BEGIN Data supplied

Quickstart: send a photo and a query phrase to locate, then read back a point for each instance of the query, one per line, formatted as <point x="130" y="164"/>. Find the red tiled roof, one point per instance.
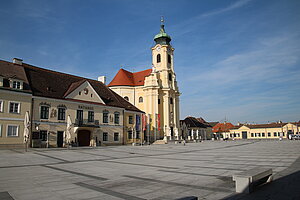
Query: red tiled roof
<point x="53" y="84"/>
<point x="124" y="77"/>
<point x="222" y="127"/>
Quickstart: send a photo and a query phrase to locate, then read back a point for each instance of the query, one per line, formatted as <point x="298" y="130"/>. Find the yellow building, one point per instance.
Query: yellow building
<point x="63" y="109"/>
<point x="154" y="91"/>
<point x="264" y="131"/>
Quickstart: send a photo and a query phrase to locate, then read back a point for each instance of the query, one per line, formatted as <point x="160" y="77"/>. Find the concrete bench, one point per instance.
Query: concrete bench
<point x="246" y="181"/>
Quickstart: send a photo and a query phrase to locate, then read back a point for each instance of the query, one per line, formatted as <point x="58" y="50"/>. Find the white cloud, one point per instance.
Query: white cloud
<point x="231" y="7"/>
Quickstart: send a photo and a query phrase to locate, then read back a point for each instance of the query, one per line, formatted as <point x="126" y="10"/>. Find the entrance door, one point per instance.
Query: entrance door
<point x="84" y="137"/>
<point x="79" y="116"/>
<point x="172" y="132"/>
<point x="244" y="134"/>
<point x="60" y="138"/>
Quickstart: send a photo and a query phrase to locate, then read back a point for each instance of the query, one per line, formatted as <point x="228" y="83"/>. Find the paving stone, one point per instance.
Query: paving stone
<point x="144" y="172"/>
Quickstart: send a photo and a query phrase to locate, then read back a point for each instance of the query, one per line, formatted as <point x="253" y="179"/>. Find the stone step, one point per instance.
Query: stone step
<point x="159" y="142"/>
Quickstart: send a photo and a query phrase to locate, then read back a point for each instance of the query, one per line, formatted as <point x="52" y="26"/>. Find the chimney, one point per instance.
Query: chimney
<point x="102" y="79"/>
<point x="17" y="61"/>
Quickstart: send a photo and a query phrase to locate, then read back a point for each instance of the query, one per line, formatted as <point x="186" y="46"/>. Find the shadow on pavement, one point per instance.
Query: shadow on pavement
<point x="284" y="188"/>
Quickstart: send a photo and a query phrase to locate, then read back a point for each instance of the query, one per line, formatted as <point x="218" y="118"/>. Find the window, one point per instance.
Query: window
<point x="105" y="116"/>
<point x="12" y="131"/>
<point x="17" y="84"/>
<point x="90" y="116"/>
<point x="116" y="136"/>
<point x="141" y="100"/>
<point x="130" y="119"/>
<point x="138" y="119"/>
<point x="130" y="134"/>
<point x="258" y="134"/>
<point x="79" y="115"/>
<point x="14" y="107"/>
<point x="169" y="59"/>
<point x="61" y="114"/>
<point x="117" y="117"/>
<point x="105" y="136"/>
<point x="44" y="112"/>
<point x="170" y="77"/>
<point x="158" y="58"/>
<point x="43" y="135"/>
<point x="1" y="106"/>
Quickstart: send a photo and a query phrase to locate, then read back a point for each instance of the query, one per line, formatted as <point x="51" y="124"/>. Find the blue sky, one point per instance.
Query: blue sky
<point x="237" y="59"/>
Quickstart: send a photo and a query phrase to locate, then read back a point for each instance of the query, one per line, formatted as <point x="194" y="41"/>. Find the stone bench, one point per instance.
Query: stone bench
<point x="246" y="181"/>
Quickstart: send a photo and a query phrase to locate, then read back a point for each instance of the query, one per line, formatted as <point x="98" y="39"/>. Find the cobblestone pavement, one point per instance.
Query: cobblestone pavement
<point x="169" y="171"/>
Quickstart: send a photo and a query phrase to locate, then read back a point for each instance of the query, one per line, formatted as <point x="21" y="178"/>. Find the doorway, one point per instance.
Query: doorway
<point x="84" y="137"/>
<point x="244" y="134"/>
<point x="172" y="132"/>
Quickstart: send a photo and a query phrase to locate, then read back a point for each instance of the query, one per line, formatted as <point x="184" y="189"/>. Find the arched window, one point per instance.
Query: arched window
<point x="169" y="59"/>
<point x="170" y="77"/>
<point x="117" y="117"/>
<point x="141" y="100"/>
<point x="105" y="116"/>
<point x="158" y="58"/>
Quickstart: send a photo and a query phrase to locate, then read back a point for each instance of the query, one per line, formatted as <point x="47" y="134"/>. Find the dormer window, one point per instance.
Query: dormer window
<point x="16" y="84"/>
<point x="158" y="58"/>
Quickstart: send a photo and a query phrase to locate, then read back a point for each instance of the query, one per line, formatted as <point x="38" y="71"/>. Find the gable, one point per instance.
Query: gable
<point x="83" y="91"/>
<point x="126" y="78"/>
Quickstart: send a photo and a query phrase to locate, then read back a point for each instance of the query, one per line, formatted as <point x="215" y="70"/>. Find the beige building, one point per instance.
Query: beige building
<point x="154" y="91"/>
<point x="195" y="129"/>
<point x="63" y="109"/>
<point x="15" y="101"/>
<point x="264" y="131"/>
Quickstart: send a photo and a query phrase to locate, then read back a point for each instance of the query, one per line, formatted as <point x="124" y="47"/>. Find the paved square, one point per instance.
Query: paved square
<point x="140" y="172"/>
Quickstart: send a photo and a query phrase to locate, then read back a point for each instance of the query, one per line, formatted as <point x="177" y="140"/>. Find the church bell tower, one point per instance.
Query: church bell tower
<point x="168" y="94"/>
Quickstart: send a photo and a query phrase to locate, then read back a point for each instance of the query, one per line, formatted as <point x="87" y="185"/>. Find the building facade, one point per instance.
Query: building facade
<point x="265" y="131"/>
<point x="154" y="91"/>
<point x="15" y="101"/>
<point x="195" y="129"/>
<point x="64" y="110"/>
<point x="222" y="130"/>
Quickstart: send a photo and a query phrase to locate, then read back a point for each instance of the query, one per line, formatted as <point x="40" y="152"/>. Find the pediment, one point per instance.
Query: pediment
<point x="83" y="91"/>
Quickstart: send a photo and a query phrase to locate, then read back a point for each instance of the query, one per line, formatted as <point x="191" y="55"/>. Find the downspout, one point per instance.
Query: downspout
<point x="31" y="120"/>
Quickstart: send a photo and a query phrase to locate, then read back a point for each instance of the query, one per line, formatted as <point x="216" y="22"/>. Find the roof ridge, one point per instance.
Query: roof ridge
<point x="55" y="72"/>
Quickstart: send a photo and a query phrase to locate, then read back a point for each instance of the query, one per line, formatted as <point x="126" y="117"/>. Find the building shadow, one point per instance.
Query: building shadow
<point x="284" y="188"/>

END Data supplied

Objective:
Return the line that contains "downspout, one point per instance." and all lines after it, verbatim, and nothing else.

Solution to the problem:
Quickstart: send a photo and a query phrase to locate, then read back a point for each instance of the query, one per line, formatted as <point x="191" y="55"/>. Find the downspout, one point per instance.
Query: downspout
<point x="31" y="120"/>
Quickstart: send a photo and a query phrase to locate, then read back a point for each instance of the query, one per line, formatted as <point x="216" y="22"/>. Find the roof ridge, one point per instance.
Query: roof ridge
<point x="55" y="72"/>
Quickstart: send a photo and a query phrase to locate, then read back a point for each instance of the query, one per line, formatted as <point x="126" y="117"/>. Find the building shadow, one point per instance.
Query: building shadow
<point x="284" y="188"/>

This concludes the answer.